+++ LISTED ENTRIES

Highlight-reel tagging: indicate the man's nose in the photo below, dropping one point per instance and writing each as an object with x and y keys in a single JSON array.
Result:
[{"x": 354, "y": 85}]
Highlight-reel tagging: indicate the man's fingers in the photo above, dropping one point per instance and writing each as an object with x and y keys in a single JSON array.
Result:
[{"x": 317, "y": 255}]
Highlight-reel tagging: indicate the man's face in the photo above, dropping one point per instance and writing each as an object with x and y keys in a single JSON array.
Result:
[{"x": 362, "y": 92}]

++++++
+++ LISTED ENTRIES

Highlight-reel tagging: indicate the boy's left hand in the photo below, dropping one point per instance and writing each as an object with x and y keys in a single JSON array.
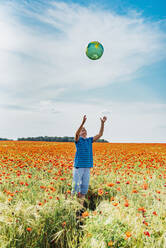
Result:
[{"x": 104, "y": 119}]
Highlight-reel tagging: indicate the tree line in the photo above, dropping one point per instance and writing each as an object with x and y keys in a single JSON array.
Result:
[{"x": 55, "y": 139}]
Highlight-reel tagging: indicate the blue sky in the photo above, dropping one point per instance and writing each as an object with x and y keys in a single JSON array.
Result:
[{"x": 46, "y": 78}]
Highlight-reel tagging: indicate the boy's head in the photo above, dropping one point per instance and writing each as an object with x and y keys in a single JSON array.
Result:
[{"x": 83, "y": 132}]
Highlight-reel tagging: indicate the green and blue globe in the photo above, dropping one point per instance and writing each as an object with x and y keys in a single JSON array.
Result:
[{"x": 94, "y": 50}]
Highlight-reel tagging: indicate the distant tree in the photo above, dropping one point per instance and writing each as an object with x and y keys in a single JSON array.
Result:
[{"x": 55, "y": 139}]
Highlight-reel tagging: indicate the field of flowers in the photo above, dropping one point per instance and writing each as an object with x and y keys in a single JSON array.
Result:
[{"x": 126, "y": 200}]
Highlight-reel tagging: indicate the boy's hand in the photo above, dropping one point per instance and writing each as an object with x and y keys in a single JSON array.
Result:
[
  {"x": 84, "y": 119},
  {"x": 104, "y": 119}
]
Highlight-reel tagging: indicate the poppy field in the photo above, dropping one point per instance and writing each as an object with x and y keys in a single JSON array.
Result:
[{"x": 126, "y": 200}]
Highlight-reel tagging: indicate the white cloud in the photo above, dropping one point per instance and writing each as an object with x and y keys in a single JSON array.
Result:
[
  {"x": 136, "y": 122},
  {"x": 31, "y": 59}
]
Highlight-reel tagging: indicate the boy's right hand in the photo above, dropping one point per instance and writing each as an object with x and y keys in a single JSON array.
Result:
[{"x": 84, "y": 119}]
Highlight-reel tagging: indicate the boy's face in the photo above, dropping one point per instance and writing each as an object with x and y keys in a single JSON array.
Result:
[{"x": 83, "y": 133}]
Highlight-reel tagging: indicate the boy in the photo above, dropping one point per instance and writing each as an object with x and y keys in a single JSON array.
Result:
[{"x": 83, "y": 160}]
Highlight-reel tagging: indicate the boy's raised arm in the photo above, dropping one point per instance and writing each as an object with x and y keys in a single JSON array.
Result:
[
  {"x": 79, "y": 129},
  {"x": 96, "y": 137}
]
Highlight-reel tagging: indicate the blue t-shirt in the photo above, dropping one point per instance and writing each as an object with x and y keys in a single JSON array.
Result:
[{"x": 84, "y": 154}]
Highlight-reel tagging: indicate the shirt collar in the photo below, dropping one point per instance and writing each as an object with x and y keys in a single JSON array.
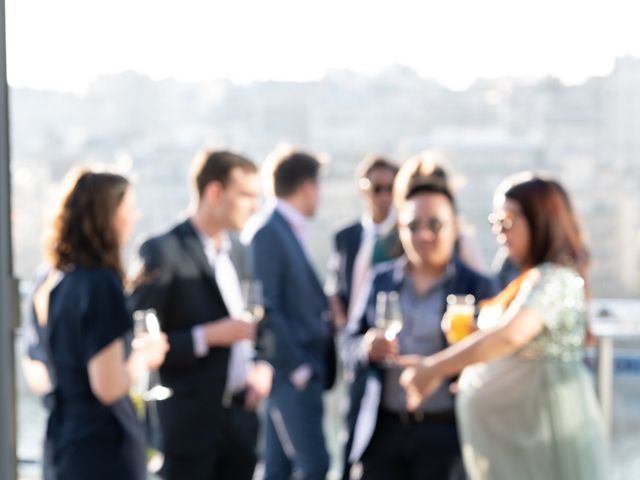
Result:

++++++
+++ LISTED ENTRIES

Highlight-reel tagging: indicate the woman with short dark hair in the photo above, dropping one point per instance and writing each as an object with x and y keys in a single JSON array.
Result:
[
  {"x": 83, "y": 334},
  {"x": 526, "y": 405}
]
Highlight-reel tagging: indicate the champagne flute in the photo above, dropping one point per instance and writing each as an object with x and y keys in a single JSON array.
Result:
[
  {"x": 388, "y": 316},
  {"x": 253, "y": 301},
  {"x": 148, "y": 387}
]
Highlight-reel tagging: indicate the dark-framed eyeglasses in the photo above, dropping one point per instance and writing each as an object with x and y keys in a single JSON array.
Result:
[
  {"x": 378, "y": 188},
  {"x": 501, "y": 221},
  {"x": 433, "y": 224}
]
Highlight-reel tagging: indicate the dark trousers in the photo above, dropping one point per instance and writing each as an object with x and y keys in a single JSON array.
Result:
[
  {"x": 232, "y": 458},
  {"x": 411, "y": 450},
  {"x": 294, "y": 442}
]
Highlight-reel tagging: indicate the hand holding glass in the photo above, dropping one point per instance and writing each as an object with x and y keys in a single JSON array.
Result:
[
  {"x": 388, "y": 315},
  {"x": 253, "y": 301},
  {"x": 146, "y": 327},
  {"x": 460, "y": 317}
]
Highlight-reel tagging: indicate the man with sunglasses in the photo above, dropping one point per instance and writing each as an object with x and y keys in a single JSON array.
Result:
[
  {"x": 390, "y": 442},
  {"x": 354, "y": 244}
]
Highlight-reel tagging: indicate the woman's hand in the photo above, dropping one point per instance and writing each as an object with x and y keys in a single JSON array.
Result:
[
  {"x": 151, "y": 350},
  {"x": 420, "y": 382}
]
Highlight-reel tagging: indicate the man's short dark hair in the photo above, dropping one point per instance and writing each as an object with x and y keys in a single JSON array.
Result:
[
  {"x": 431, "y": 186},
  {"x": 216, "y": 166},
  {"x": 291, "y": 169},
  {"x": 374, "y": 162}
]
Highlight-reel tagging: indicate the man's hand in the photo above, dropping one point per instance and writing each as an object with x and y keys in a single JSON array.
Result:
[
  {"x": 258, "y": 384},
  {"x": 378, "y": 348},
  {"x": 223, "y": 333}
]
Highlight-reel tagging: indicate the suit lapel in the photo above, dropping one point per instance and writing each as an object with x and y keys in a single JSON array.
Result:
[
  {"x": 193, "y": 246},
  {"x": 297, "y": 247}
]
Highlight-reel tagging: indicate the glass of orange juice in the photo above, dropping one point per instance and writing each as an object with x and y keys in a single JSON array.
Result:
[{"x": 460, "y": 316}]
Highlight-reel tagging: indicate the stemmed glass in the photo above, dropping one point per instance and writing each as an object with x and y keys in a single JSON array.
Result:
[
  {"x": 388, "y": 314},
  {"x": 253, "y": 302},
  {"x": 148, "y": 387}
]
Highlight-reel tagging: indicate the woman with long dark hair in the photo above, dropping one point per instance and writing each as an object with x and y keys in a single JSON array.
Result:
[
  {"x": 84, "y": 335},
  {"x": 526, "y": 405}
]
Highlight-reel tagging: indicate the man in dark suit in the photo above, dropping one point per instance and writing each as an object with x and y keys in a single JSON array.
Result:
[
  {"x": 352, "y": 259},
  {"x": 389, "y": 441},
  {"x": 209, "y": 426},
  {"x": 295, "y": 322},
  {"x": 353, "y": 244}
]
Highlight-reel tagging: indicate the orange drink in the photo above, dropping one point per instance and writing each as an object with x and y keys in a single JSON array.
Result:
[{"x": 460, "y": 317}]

++++++

= PROBLEM =
Could you say how many lines in the listing contain the string "below"? Only the number, please.

= OUTPUT FOR THIS TASK =
3